Every line of the material below should be output exactly as written, with the images skipped.

Records for this exercise:

****************

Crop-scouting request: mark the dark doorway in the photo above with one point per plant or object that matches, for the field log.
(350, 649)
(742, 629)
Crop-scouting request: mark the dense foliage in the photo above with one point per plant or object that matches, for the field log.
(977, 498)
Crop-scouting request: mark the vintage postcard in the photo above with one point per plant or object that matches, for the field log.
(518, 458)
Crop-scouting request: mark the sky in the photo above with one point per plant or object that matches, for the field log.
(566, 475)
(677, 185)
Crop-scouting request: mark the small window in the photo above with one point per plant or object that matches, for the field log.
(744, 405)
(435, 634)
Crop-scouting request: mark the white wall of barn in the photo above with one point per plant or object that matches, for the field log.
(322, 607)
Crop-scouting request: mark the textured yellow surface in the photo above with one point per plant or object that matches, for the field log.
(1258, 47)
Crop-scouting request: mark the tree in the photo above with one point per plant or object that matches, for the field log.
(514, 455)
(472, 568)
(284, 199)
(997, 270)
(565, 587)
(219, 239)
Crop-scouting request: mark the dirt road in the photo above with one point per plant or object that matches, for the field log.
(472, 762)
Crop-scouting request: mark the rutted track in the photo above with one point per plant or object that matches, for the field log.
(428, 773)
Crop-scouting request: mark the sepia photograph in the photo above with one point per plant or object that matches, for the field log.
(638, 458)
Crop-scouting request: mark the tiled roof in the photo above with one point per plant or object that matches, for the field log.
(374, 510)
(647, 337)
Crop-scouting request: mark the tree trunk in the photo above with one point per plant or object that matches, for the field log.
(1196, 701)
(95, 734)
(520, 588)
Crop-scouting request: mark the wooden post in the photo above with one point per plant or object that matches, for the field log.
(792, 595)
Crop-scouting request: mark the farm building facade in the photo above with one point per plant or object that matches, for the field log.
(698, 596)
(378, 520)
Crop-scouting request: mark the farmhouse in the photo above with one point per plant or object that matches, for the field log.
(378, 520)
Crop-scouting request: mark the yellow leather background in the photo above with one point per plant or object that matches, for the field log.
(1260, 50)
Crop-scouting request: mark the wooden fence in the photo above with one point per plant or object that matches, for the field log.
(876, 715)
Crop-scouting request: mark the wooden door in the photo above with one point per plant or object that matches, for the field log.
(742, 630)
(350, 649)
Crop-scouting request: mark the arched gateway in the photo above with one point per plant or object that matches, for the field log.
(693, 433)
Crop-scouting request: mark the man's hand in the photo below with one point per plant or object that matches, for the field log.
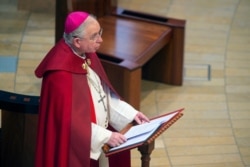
(116, 139)
(141, 118)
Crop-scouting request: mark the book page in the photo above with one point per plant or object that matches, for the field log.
(142, 132)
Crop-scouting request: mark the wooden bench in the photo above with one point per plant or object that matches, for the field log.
(19, 128)
(136, 45)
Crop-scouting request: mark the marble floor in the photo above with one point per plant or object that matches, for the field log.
(215, 128)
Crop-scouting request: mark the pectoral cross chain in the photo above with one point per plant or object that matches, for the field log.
(102, 100)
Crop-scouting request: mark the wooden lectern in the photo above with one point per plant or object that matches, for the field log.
(135, 45)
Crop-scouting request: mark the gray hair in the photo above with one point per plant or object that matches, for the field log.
(79, 32)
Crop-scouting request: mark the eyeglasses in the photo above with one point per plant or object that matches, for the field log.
(93, 37)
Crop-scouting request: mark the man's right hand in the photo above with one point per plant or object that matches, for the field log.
(116, 139)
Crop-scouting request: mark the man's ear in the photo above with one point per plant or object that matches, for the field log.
(76, 42)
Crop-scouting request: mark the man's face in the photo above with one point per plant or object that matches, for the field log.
(91, 40)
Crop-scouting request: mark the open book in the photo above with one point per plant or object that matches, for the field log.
(144, 133)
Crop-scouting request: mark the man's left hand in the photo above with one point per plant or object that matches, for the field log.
(140, 118)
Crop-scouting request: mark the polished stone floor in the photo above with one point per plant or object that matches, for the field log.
(215, 128)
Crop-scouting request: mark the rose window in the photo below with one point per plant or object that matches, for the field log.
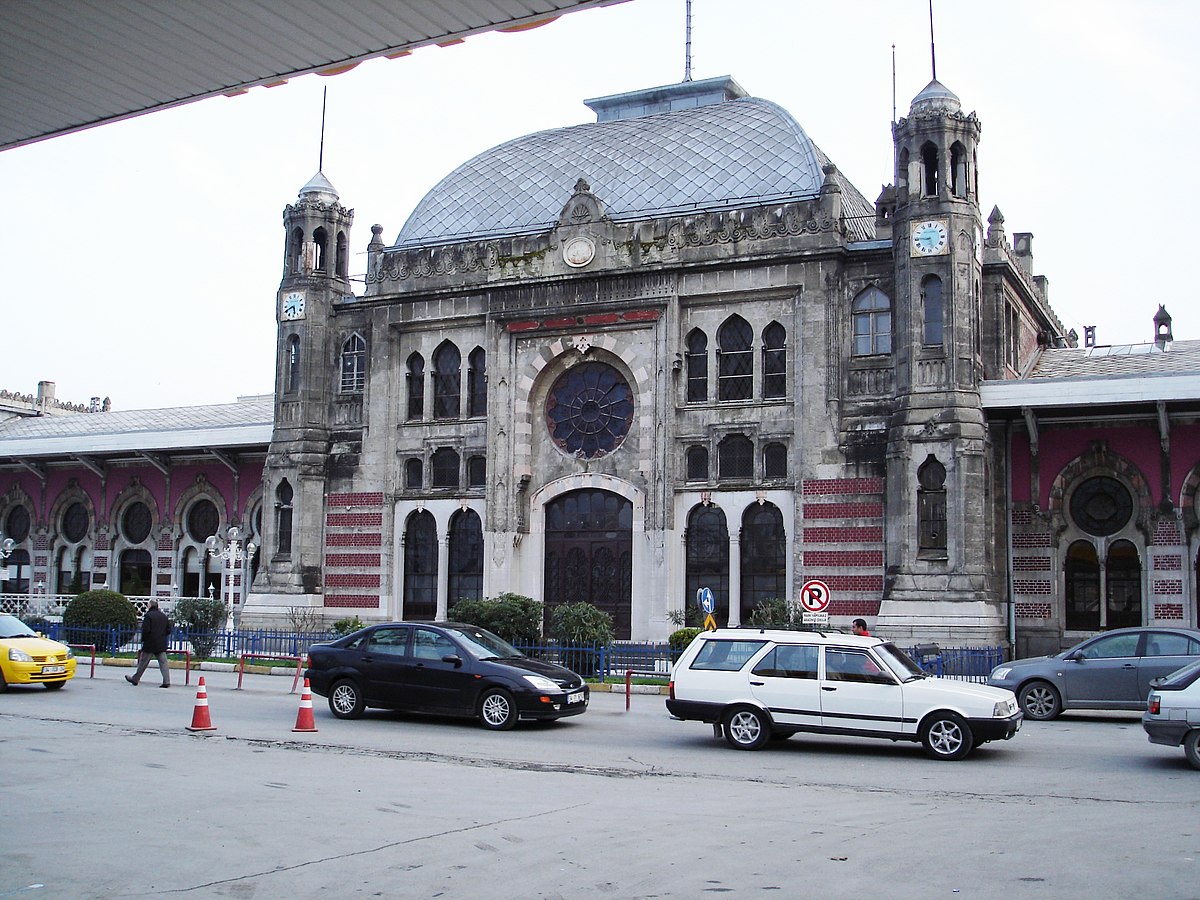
(589, 409)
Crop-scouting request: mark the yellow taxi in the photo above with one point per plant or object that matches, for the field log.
(28, 658)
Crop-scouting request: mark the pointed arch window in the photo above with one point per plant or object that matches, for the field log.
(929, 169)
(697, 366)
(931, 507)
(871, 312)
(466, 553)
(447, 381)
(735, 377)
(959, 174)
(735, 457)
(933, 309)
(283, 495)
(293, 377)
(421, 567)
(477, 383)
(774, 361)
(445, 467)
(354, 365)
(415, 378)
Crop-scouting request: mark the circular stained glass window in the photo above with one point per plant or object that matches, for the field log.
(589, 409)
(1102, 505)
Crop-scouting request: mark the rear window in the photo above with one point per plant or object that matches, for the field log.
(726, 655)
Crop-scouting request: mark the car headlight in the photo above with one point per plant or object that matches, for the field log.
(541, 684)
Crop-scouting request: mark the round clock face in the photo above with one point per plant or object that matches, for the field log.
(929, 238)
(293, 305)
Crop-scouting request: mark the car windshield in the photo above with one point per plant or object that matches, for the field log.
(12, 627)
(900, 664)
(1180, 678)
(483, 643)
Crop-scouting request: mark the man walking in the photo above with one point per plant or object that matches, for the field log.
(155, 630)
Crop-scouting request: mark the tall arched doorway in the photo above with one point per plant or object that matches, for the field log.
(589, 553)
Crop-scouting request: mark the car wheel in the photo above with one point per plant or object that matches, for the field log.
(346, 700)
(497, 711)
(747, 729)
(1041, 701)
(946, 736)
(1192, 748)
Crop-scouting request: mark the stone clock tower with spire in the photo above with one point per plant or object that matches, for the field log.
(940, 533)
(316, 262)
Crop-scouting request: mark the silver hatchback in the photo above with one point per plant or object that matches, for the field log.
(1110, 671)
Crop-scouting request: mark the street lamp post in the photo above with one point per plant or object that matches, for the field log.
(232, 551)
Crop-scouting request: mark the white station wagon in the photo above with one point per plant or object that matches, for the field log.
(755, 685)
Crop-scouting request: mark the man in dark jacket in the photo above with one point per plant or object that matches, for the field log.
(155, 630)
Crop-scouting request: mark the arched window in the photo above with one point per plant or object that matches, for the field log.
(697, 366)
(414, 473)
(735, 457)
(774, 461)
(931, 507)
(321, 241)
(763, 557)
(929, 169)
(735, 378)
(447, 381)
(283, 516)
(421, 567)
(354, 365)
(1081, 574)
(1122, 589)
(477, 472)
(445, 467)
(931, 304)
(708, 559)
(293, 383)
(959, 178)
(466, 553)
(774, 361)
(477, 382)
(342, 261)
(871, 312)
(415, 378)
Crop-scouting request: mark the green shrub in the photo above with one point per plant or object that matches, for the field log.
(101, 617)
(348, 625)
(514, 617)
(681, 639)
(203, 619)
(581, 624)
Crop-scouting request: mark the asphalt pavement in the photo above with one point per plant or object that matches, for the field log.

****************

Answer box:
Crop-scouting request: mark the dark doorway in the photo above with one point per plant or object that matches, for the field log.
(350, 649)
(742, 629)
Crop-scouting request: mark the dense foliage in the photo above with one point per plant or object that matches, for the field log.
(977, 498)
Crop-scouting request: mark the vintage postcard in the photo above with one point per plant or object that matches, for the field log.
(518, 458)
Crop-scouting request: mark the sky in the photo above with one point per plant or object that matches, for the field log.
(566, 475)
(677, 185)
Crop-scouting request: mark the small window in the photo above with one point per plant or object that matches, for the field log.
(744, 405)
(435, 634)
Crop-scouting request: mark the white wall of barn in the photo above with one point per plant or object that matches, for the field log.
(322, 607)
Crop-scouting request: mark the textured yellow surface in the photo above with one point per plant or object that matches, for the field log.
(1258, 47)
Crop-scouting request: mark the tree in the photo above with one point per plant or object that matches, for the field log.
(514, 455)
(472, 568)
(284, 199)
(997, 270)
(565, 587)
(219, 239)
Crop-scouting request: mark the dirt road in the photo above with one point per plant or object that matches, for the field log.
(472, 762)
Crop-scouting request: mark the rutted track in the photo above with one point per plant or object that matches, for the field log.
(428, 773)
Crop-scouting request: mark the sepia photograph in the photo above with one point per plant or object that matches, for the field log.
(638, 458)
Crop-scouting request: mark the tiled roof in the photo above with one point per plant or object that matches, for the field log.
(374, 510)
(647, 337)
Crop-scouting request: mark the tree trunk in the photo above with one point per plant or object that matches, for the field log.
(1196, 701)
(95, 734)
(520, 588)
Crop-scouting request: mark the wooden post in the photo above with one point per plant or object that matches, for the field log.
(792, 595)
Crop-scouting request: mark the farm building facade in the photo above with one point per plant or object that matches, for the field log.
(698, 596)
(378, 520)
Crop-scouting request: mark the farmhouse in the photo above with one point per plant or object that matches, for the field log.
(378, 520)
Crop-scouting request: mark the yellow leather background in the photo above with one point per plant or object that matches, for the field log.
(1260, 50)
Crop-scouting request: mark the wooden fence in the photo above with one point per plant or object that matches, for the field log.
(876, 715)
Crop-scouting request: mark the wooden door in the photo above with one point per plant or object that matches, for the field log.
(742, 630)
(350, 649)
Crop-scouting request: mark the arched gateway in the photo above with one point per plant or object that matches, for the field log.
(693, 433)
Crop-scouting request: mark the man's hand in the photo below with one point per plant or object that matches, for the field log.
(116, 139)
(141, 118)
Crop-scouting request: mark the book page in the photo above with one point per plant or object that matches, for the field log.
(142, 132)
Crop-scouting request: mark the wooden bench in the photo above with one point per plant or object that matches, for the field log.
(19, 128)
(136, 45)
Crop-scouting request: mark the marble floor in the photo above with one point per plant or object that matches, for the field log.
(215, 128)
Crop-scouting request: mark the pectoral cross chain in the photo above with one point per plant or object that matches, for the field log.
(102, 100)
Crop-scouting request: mark the wooden lectern in the photo above with one point per plant or object that matches, for the field log.
(135, 45)
Crop-scouting request: mark the gray hair in the photo above with one point per plant or object that matches, for the field log.
(79, 32)
Crop-scouting request: mark the eyeglasses in the photo above with one point per plant or object that matches, for the field log.
(93, 37)
Crop-scouting request: mark the man's right hand in the photo above with one point per plant or object that matches, for the field log.
(116, 139)
Crop-scouting request: mark the man's ear in the photo above with one point per plant or object that matches, for the field log.
(76, 42)
Crop-scouting request: mark the man's face in the photo above with one point per plant or object that matches, for the field log.
(91, 40)
Crop-scouting request: mark the open book in the photo above with one point per plant or object that matches, for the field log.
(144, 133)
Crop-scouting request: mark the man's left hand in the photo above with one point per plant or object that matches, for the field log.
(140, 118)
Crop-scouting request: mark the polished stone floor in the photo above with one point per plant or object that matches, for the field log.
(215, 128)
Crop-scouting request: mark the rose window in the photo below with one point per plant or object that matches, for the field log.
(589, 409)
Crop-scouting request: mark the yellow taxi in the photo above with one point per plant or object that matches, for the field log.
(28, 658)
Crop-scouting request: mark the pointed arch window in the photo above with one point per plant or object that matches, for the field log.
(929, 169)
(697, 366)
(931, 507)
(871, 312)
(466, 553)
(447, 381)
(735, 377)
(959, 174)
(735, 457)
(933, 309)
(283, 495)
(293, 377)
(421, 567)
(477, 383)
(774, 361)
(445, 467)
(354, 365)
(415, 378)
Crop-scouting request: mark the circular stained glass window in the photo above with one point per plant or object that matches, for the field log.
(589, 409)
(1102, 505)
Crop-scouting request: mark the rear window in the photo above with one point per plant or object that matches, for the field log.
(726, 655)
Crop-scouting request: mark the car headlight in the photo above with one point per plant or object that matches, for the field log.
(541, 684)
Crop-scouting request: mark the round clock face in the photo above with one point per plant or object that matches, for the field log.
(929, 238)
(293, 305)
Crop-scouting request: mark the car windshield in the photo above with one point per plant or object that matches, for the field log.
(12, 627)
(900, 664)
(1180, 678)
(483, 643)
Crop-scouting request: mark the man walking in the photo above with one point per plant or object that matches, for the field log.
(155, 630)
Crop-scouting request: mark the tall arched doorway in the photo above with one point per plant or object that matches, for the field log.
(589, 553)
Crop-scouting request: mark the car wheel in the photo above with one point per plant or object that matches, for the field log.
(346, 700)
(497, 711)
(747, 729)
(1041, 701)
(946, 736)
(1192, 748)
Crop-scouting request: mark the stone clock tower with spire in the photo above with one point per plant or object that matches, for the field log.
(940, 533)
(316, 262)
Crop-scouting request: mark the silver hatchback in the photo above with one point per plant or object that matches, for the field log.
(1110, 671)
Crop-scouting request: mark the street lamp post in the photo above with one point per plant or object that matches, for the field log.
(232, 551)
Crop-scouting request: mark the white station wagon in the photo above with one point per plant or object that matches, for the field log.
(755, 685)
Crop-scouting request: mark the man in dark jacket in the photo above with one point per plant or object that matches, for the field log.
(155, 630)
Crop-scouting request: mark the arched window in the photo above with one point per plant or object that matches, for the field log.
(697, 366)
(414, 473)
(735, 457)
(774, 461)
(931, 507)
(321, 241)
(763, 557)
(929, 169)
(735, 378)
(447, 381)
(283, 516)
(421, 567)
(354, 365)
(1081, 574)
(1122, 589)
(477, 472)
(445, 467)
(931, 304)
(708, 559)
(293, 383)
(959, 178)
(466, 553)
(774, 361)
(477, 382)
(342, 261)
(871, 312)
(415, 378)
Crop-scouting request: mark the green shrub in the photo above with one point per plant or object that matches, for the field log.
(101, 617)
(348, 625)
(514, 617)
(681, 639)
(203, 619)
(581, 624)
Crop-scouting request: mark the asphalt pavement in the photo above with one point per plant or object that matches, for the field log.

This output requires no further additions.